ENTRIES PROVIDED:
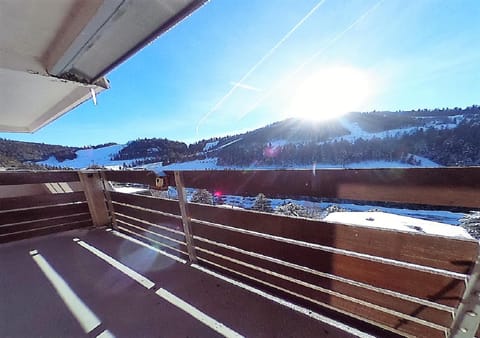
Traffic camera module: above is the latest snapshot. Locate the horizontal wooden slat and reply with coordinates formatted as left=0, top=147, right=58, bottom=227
left=0, top=213, right=91, bottom=236
left=194, top=238, right=453, bottom=328
left=115, top=214, right=186, bottom=244
left=117, top=220, right=187, bottom=253
left=0, top=203, right=89, bottom=226
left=166, top=168, right=480, bottom=208
left=0, top=191, right=86, bottom=211
left=111, top=191, right=180, bottom=216
left=196, top=251, right=445, bottom=338
left=117, top=225, right=188, bottom=260
left=103, top=170, right=159, bottom=186
left=0, top=171, right=80, bottom=185
left=0, top=220, right=91, bottom=243
left=112, top=203, right=183, bottom=232
left=0, top=183, right=49, bottom=198
left=188, top=203, right=477, bottom=274
left=191, top=221, right=466, bottom=307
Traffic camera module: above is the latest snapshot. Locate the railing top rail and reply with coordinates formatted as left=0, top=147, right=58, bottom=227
left=0, top=170, right=80, bottom=185
left=160, top=167, right=480, bottom=209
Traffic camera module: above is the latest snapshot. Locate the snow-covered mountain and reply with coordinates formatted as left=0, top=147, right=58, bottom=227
left=11, top=105, right=479, bottom=170
left=144, top=107, right=478, bottom=172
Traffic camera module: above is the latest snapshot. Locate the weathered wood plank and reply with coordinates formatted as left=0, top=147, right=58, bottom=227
left=194, top=239, right=453, bottom=328
left=175, top=171, right=197, bottom=263
left=0, top=213, right=91, bottom=236
left=0, top=183, right=50, bottom=198
left=112, top=203, right=183, bottom=232
left=196, top=251, right=446, bottom=338
left=0, top=203, right=89, bottom=226
left=187, top=203, right=477, bottom=274
left=0, top=191, right=86, bottom=211
left=103, top=170, right=159, bottom=186
left=79, top=172, right=110, bottom=227
left=0, top=220, right=91, bottom=243
left=191, top=221, right=466, bottom=307
left=165, top=168, right=480, bottom=208
left=115, top=213, right=186, bottom=243
left=110, top=191, right=180, bottom=216
left=0, top=171, right=80, bottom=185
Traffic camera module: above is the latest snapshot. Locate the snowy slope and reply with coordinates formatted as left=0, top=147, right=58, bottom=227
left=203, top=141, right=219, bottom=151
left=331, top=116, right=460, bottom=144
left=38, top=144, right=139, bottom=169
left=334, top=118, right=420, bottom=143
left=197, top=138, right=243, bottom=156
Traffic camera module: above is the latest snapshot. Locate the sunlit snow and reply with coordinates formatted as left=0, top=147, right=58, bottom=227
left=324, top=211, right=472, bottom=239
left=38, top=144, right=140, bottom=169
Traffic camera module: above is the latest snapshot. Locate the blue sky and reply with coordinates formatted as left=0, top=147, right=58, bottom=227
left=2, top=0, right=480, bottom=146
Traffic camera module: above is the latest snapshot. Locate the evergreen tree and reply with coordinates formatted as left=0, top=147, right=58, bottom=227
left=275, top=202, right=309, bottom=217
left=190, top=189, right=213, bottom=205
left=460, top=211, right=480, bottom=239
left=252, top=193, right=273, bottom=212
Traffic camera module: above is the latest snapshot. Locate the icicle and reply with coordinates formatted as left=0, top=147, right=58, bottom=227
left=90, top=88, right=97, bottom=105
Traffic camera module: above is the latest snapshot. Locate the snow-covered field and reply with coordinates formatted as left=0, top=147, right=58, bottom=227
left=144, top=158, right=221, bottom=171
left=38, top=144, right=140, bottom=169
left=143, top=156, right=439, bottom=173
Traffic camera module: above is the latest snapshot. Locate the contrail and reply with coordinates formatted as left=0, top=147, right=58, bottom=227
left=196, top=0, right=328, bottom=134
left=238, top=0, right=384, bottom=120
left=229, top=82, right=262, bottom=92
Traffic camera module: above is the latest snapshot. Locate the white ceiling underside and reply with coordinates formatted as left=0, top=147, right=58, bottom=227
left=0, top=0, right=205, bottom=132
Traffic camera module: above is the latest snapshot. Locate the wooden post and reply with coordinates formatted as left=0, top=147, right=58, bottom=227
left=78, top=171, right=110, bottom=227
left=174, top=171, right=197, bottom=263
left=99, top=171, right=117, bottom=229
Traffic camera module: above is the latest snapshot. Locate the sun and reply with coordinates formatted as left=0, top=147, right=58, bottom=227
left=287, top=66, right=374, bottom=121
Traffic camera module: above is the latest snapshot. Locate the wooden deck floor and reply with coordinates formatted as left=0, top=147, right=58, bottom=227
left=0, top=228, right=378, bottom=338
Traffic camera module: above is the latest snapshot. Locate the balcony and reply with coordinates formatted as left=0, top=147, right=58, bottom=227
left=1, top=168, right=480, bottom=338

REQUIRED WORK: Would it be possible to print the records above verbatim, pictures omitted?

REPLY TO THE TASK:
Traffic camera module: above is the latest snapshot. Locate the horizontal wooden slat and reply with coordinates formatted as left=0, top=147, right=58, bottom=227
left=0, top=213, right=91, bottom=236
left=194, top=238, right=453, bottom=328
left=115, top=214, right=186, bottom=244
left=117, top=220, right=187, bottom=253
left=0, top=203, right=89, bottom=226
left=166, top=168, right=480, bottom=208
left=0, top=191, right=86, bottom=211
left=111, top=191, right=180, bottom=216
left=196, top=251, right=445, bottom=338
left=117, top=225, right=188, bottom=260
left=103, top=170, right=159, bottom=186
left=0, top=171, right=80, bottom=185
left=0, top=220, right=91, bottom=243
left=112, top=203, right=183, bottom=232
left=0, top=183, right=49, bottom=198
left=188, top=203, right=477, bottom=274
left=191, top=221, right=466, bottom=307
Traffic camera module: above is the latest snapshot. Locate the railing top rail and reply with coordinates formatted as left=0, top=147, right=58, bottom=227
left=0, top=170, right=80, bottom=185
left=160, top=167, right=480, bottom=209
Traffic camera module: above is the latest snapshot. Locate the snow-covered mountain and reply with coordinates formatted as left=0, top=147, right=58, bottom=227
left=11, top=105, right=479, bottom=170
left=144, top=107, right=478, bottom=172
Traffic camera module: above is the latest snapshot. Locate the weathered wood plank and reply with coordinates formatted as left=0, top=147, right=58, bottom=227
left=194, top=239, right=453, bottom=328
left=175, top=171, right=197, bottom=263
left=0, top=213, right=91, bottom=236
left=0, top=183, right=50, bottom=198
left=112, top=203, right=183, bottom=232
left=196, top=251, right=446, bottom=338
left=0, top=203, right=89, bottom=226
left=187, top=203, right=477, bottom=274
left=0, top=191, right=86, bottom=211
left=103, top=170, right=159, bottom=186
left=79, top=172, right=110, bottom=227
left=0, top=220, right=91, bottom=243
left=191, top=221, right=466, bottom=307
left=165, top=168, right=480, bottom=208
left=115, top=213, right=186, bottom=243
left=110, top=191, right=180, bottom=216
left=0, top=171, right=80, bottom=185
Traffic camera module: above is the latest snapshot. Locate the snowy slope and reply with coordinates formatted as left=0, top=147, right=58, bottom=227
left=203, top=141, right=219, bottom=151
left=331, top=116, right=460, bottom=144
left=38, top=144, right=139, bottom=169
left=334, top=118, right=420, bottom=143
left=197, top=138, right=243, bottom=156
Traffic camera module: above is the latest snapshot. Locate the sunlit snow and reply with coordinates formatted as left=0, top=147, right=58, bottom=227
left=324, top=211, right=472, bottom=239
left=38, top=144, right=140, bottom=169
Traffic camera module: above is the latest snapshot. Locate the blue sky and reply with coordinates formatted as left=0, top=147, right=58, bottom=227
left=2, top=0, right=480, bottom=146
Traffic camera module: above is the latest snapshot. Locate the evergreen tree and reply with coordinates formatted as left=0, top=147, right=58, bottom=227
left=275, top=202, right=309, bottom=217
left=190, top=189, right=213, bottom=205
left=460, top=211, right=480, bottom=239
left=252, top=193, right=273, bottom=212
Traffic camera module: above is the latest snapshot. Locate the icicle and reply with coordinates formatted as left=0, top=147, right=58, bottom=227
left=90, top=88, right=97, bottom=105
Traffic camera module: above is the latest snapshot. Locate the snow-covered field and reply with coordinates formatted as left=0, top=147, right=58, bottom=227
left=144, top=158, right=221, bottom=171
left=38, top=144, right=140, bottom=169
left=143, top=156, right=439, bottom=173
Traffic camera module: above is the latest snapshot. Locate the contrail and reply with coordinates formatted as left=0, top=147, right=58, bottom=227
left=196, top=0, right=328, bottom=134
left=238, top=0, right=384, bottom=120
left=229, top=82, right=262, bottom=92
Traffic camera module: above is the latest snapshot. Locate the white ceiling underside and reply with coordinates formatted as left=0, top=147, right=58, bottom=227
left=0, top=0, right=205, bottom=132
Traffic camera module: above is the latest snapshot. Locate the wooden post and reply with coordinates formatted as left=0, top=147, right=58, bottom=227
left=78, top=171, right=110, bottom=227
left=174, top=171, right=197, bottom=263
left=99, top=171, right=117, bottom=229
Traffic camera module: above is the latest snapshot. Locate the sun and reply with coordinates formatted as left=0, top=147, right=58, bottom=227
left=287, top=66, right=374, bottom=121
Traffic camera module: above is the latest snapshot. Locate the wooden deck floor and reply with coordinates formatted as left=0, top=147, right=58, bottom=227
left=0, top=228, right=378, bottom=338
Traffic camera module: above is the latest snapshot. Locate the balcony and reply with coordinates formatted as left=0, top=147, right=58, bottom=227
left=1, top=168, right=480, bottom=338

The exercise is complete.